**EXERCISE OBJECTIVE**
List every line from the entries below that contains the word "shadow", copying each line in full.

[Coordinate labeling data]
[start]

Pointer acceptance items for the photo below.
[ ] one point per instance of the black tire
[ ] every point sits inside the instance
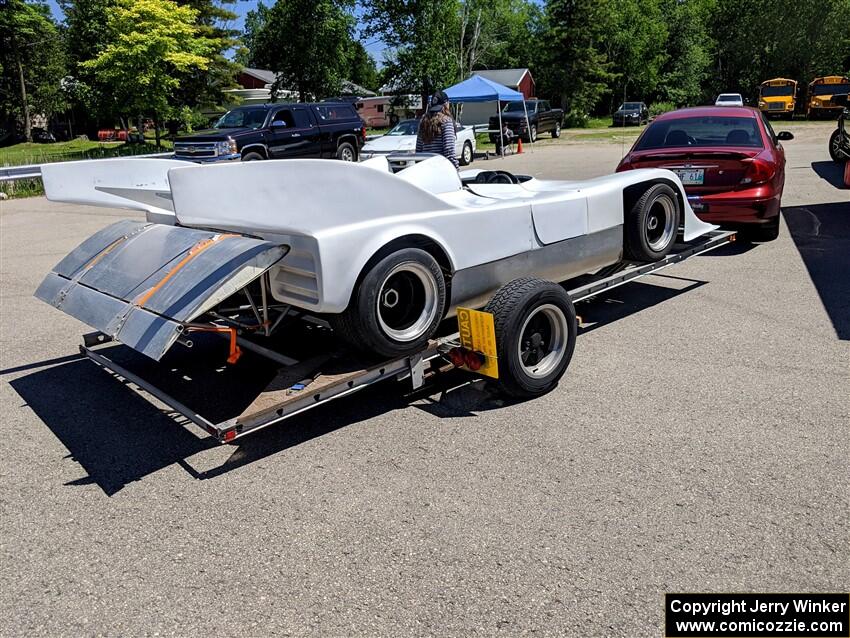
(761, 233)
(374, 326)
(651, 224)
(346, 152)
(536, 327)
(834, 144)
(465, 158)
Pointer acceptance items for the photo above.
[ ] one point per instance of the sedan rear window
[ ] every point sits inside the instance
(701, 132)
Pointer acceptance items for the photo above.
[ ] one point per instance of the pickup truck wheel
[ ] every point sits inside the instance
(346, 152)
(536, 328)
(651, 224)
(466, 154)
(396, 307)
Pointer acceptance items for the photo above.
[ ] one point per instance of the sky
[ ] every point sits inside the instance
(241, 8)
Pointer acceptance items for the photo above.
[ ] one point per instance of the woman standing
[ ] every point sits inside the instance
(437, 129)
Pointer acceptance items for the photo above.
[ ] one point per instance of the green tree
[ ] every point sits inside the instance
(32, 63)
(573, 68)
(634, 42)
(421, 37)
(203, 87)
(151, 45)
(306, 43)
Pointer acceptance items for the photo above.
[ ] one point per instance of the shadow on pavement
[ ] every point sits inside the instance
(119, 437)
(821, 233)
(832, 172)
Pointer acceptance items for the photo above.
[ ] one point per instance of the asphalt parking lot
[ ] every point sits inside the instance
(699, 442)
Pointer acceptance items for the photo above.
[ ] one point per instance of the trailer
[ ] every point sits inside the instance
(319, 370)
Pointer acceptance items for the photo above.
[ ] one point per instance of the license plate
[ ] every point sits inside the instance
(690, 175)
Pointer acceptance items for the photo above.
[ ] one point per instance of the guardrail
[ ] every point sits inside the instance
(30, 171)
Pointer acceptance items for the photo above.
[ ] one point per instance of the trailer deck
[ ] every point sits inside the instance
(292, 384)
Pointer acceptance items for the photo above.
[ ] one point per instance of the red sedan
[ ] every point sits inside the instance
(729, 160)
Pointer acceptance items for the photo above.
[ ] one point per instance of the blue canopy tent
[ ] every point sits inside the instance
(480, 89)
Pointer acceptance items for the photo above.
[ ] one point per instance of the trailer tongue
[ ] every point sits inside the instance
(142, 283)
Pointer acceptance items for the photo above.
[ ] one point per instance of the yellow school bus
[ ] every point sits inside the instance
(778, 97)
(820, 95)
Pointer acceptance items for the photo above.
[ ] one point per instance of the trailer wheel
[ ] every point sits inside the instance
(651, 224)
(535, 325)
(396, 307)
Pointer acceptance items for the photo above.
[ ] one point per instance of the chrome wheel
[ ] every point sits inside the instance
(543, 341)
(660, 227)
(407, 301)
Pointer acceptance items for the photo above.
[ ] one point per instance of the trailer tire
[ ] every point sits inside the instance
(651, 224)
(536, 327)
(397, 305)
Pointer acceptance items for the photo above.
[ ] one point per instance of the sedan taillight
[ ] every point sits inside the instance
(758, 171)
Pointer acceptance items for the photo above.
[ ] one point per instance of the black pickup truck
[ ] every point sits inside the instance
(278, 131)
(542, 118)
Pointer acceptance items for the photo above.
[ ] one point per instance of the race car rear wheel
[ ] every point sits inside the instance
(651, 224)
(536, 327)
(397, 305)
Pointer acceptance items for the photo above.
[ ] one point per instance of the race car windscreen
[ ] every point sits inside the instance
(701, 132)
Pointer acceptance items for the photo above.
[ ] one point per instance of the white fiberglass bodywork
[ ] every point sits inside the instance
(334, 217)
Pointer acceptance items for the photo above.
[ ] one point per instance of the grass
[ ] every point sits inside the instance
(29, 153)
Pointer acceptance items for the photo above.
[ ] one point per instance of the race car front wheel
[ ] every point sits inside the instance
(651, 224)
(397, 305)
(535, 324)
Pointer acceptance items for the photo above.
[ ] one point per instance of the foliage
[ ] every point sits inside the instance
(151, 45)
(690, 47)
(32, 64)
(657, 108)
(306, 43)
(574, 70)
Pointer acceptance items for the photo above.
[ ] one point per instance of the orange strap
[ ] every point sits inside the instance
(196, 250)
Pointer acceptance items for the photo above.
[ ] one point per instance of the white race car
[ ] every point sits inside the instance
(401, 139)
(382, 257)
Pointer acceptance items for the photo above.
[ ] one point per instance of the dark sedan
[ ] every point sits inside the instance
(630, 113)
(729, 160)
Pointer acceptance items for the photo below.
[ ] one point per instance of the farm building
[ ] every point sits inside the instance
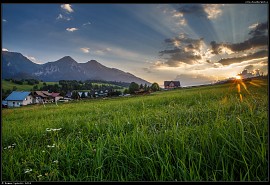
(19, 98)
(42, 96)
(45, 96)
(56, 96)
(171, 84)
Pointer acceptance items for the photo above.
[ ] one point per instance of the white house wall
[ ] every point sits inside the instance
(16, 103)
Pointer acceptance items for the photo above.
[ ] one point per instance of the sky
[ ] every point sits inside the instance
(193, 43)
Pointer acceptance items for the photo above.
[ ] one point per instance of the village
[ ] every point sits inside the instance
(22, 98)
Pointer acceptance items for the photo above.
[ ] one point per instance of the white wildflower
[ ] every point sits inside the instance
(28, 170)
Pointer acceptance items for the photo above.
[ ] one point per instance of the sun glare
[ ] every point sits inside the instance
(238, 77)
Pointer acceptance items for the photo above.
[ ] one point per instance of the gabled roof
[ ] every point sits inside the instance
(18, 95)
(55, 94)
(40, 93)
(176, 83)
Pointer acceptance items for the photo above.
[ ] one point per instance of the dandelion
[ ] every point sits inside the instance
(28, 170)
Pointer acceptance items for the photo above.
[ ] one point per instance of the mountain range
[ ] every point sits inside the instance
(15, 65)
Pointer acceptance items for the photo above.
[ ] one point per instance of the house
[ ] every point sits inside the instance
(19, 98)
(56, 96)
(42, 96)
(171, 84)
(68, 94)
(4, 104)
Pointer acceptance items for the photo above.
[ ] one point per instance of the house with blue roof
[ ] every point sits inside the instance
(19, 98)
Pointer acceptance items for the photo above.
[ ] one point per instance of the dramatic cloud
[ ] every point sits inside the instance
(259, 54)
(60, 16)
(71, 29)
(259, 29)
(67, 7)
(147, 70)
(88, 23)
(103, 51)
(182, 50)
(85, 50)
(213, 10)
(194, 79)
(253, 26)
(197, 17)
(259, 38)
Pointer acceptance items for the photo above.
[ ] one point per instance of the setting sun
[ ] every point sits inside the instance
(238, 77)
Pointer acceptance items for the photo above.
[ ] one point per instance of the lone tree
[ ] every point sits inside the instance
(133, 87)
(155, 87)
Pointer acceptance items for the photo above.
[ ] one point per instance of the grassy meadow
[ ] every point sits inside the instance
(212, 133)
(24, 87)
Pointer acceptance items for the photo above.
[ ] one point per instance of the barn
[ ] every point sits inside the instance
(171, 84)
(19, 98)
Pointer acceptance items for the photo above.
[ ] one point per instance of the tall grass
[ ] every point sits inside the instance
(198, 134)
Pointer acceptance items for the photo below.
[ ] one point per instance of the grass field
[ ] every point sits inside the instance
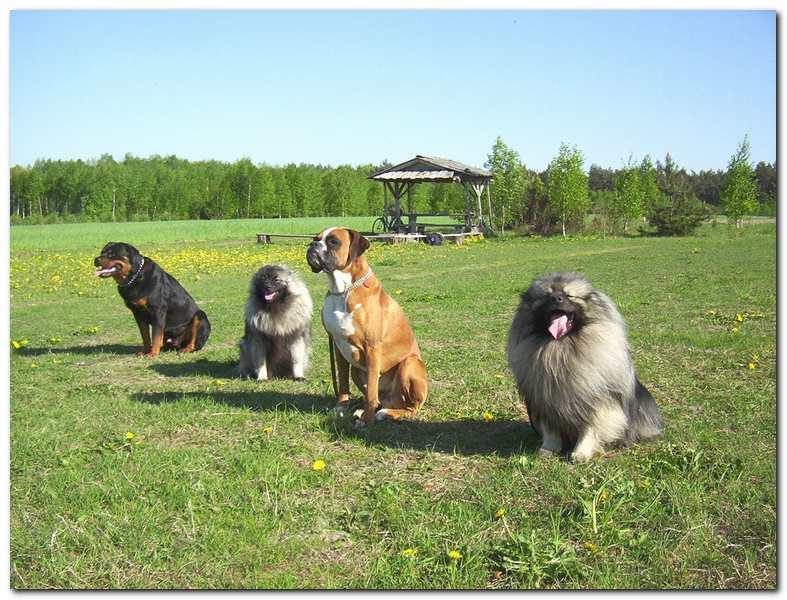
(129, 472)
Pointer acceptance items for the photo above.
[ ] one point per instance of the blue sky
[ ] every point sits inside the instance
(354, 87)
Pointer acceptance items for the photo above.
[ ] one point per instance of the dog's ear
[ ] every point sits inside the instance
(358, 245)
(134, 256)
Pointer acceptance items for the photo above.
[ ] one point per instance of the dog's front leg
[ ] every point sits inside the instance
(144, 330)
(262, 370)
(299, 357)
(342, 379)
(158, 335)
(372, 384)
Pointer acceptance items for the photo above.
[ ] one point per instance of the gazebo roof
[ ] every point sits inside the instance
(431, 169)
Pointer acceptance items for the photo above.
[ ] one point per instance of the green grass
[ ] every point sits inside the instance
(220, 491)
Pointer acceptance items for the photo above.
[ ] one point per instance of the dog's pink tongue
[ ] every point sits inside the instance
(559, 326)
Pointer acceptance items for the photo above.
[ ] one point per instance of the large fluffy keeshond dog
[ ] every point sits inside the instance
(277, 335)
(568, 351)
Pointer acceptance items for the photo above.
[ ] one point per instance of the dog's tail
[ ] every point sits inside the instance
(648, 423)
(204, 330)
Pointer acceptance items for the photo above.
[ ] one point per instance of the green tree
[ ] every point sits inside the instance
(628, 199)
(739, 194)
(508, 183)
(568, 186)
(649, 185)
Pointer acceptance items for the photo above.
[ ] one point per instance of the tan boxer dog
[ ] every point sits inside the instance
(371, 335)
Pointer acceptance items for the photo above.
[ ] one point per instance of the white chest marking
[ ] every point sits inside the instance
(339, 323)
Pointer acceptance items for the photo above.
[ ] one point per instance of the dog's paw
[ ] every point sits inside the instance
(578, 457)
(340, 410)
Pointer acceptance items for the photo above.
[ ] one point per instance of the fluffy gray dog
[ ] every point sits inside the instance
(277, 336)
(568, 351)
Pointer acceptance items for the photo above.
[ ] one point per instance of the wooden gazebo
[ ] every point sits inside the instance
(400, 180)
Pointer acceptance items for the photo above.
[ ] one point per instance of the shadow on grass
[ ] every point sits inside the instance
(201, 366)
(466, 436)
(87, 350)
(262, 400)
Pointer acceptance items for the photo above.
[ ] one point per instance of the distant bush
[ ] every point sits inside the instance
(681, 215)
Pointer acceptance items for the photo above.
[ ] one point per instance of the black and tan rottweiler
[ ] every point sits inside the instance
(156, 299)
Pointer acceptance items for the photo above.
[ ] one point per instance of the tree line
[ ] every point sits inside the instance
(556, 199)
(637, 194)
(168, 187)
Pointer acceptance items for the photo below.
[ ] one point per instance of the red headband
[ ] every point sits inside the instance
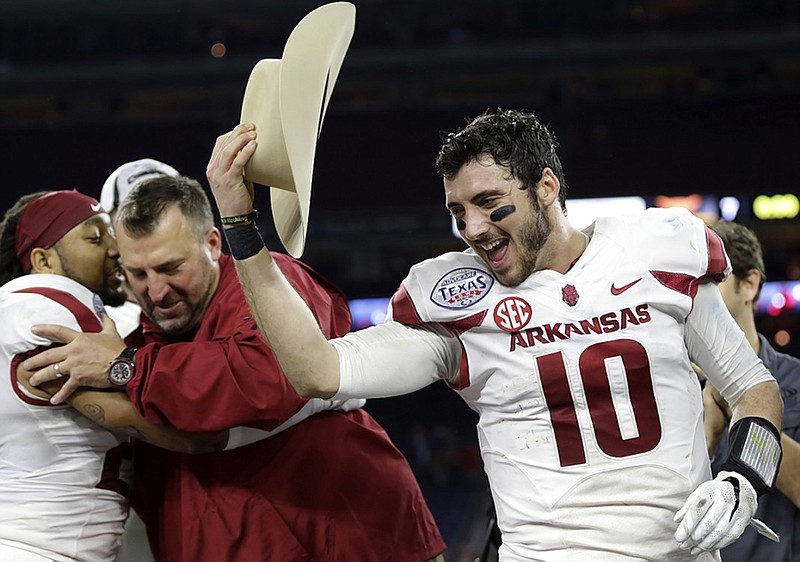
(46, 219)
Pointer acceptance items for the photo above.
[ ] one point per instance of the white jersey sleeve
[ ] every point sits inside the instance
(583, 384)
(392, 359)
(718, 345)
(58, 469)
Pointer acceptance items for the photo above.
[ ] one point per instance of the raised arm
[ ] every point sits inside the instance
(310, 363)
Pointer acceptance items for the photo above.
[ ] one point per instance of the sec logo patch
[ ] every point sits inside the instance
(461, 288)
(512, 314)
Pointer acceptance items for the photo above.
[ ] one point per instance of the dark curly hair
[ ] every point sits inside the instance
(516, 140)
(9, 264)
(743, 249)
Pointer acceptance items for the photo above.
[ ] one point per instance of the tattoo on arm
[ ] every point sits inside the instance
(95, 413)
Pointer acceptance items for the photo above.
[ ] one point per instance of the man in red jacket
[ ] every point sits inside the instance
(202, 365)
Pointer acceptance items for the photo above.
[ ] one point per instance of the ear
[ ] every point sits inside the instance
(548, 188)
(45, 261)
(749, 285)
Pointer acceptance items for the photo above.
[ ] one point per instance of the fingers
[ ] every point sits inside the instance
(225, 171)
(109, 326)
(65, 391)
(57, 370)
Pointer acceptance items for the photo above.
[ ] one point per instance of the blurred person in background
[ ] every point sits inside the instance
(204, 366)
(574, 347)
(64, 471)
(115, 189)
(780, 509)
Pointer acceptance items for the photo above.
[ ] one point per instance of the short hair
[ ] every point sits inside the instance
(141, 211)
(10, 267)
(743, 249)
(514, 139)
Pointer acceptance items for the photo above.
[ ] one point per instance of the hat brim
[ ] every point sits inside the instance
(287, 100)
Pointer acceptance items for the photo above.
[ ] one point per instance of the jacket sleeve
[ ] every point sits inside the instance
(227, 376)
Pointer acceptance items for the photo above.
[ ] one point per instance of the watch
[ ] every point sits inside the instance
(120, 371)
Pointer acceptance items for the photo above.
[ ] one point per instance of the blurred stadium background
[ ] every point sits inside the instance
(689, 102)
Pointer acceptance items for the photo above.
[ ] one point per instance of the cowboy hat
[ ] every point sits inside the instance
(286, 99)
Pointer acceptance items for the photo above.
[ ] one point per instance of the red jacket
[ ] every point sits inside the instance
(332, 488)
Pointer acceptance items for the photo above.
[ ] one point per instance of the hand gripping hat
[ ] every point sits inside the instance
(122, 180)
(286, 99)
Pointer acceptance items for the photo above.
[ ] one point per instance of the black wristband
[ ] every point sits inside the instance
(755, 452)
(239, 219)
(244, 241)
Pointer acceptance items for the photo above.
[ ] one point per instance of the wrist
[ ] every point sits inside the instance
(238, 219)
(121, 369)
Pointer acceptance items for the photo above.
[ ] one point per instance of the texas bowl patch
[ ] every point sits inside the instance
(461, 288)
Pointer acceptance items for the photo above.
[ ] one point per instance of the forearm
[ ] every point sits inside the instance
(789, 475)
(115, 412)
(763, 401)
(715, 420)
(308, 360)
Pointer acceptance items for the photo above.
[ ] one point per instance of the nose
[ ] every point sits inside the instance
(157, 288)
(476, 225)
(113, 250)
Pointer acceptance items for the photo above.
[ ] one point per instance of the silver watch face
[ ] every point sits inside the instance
(120, 372)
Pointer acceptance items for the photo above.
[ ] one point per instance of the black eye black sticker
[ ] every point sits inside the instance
(501, 213)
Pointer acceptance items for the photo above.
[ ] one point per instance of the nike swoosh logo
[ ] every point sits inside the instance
(619, 290)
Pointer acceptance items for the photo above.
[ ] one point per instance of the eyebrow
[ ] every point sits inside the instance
(160, 267)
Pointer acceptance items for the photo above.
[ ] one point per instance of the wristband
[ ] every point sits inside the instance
(244, 241)
(756, 452)
(239, 219)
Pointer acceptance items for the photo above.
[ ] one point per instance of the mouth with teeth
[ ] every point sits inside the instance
(496, 251)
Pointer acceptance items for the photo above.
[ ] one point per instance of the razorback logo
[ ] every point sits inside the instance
(512, 314)
(461, 288)
(569, 294)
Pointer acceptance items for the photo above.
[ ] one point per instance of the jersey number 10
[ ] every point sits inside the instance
(622, 363)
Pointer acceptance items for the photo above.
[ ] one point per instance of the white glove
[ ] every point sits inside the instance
(716, 513)
(346, 405)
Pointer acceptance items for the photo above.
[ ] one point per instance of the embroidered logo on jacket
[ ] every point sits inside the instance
(512, 314)
(461, 288)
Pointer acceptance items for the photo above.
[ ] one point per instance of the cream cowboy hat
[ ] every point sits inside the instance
(286, 99)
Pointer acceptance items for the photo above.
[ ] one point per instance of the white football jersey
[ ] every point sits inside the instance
(63, 479)
(590, 415)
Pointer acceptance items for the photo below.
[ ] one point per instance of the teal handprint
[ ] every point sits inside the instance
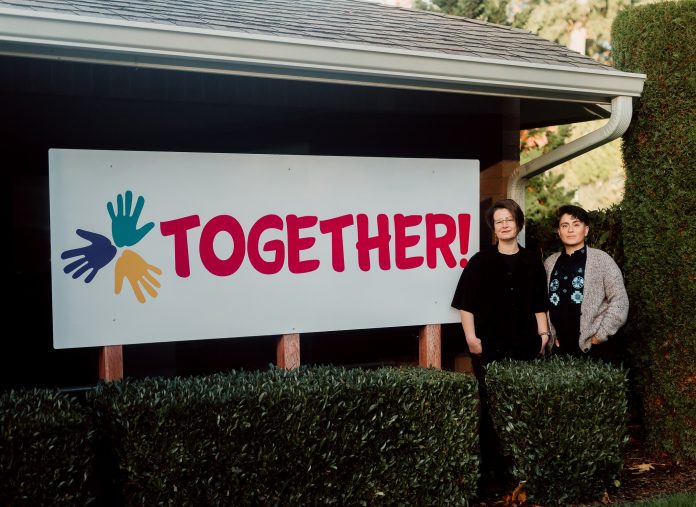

[end]

**TASK RESPONSE**
[ ] one point per instance of the shadow on pavement
[ ] one point per instance of the shadow on grass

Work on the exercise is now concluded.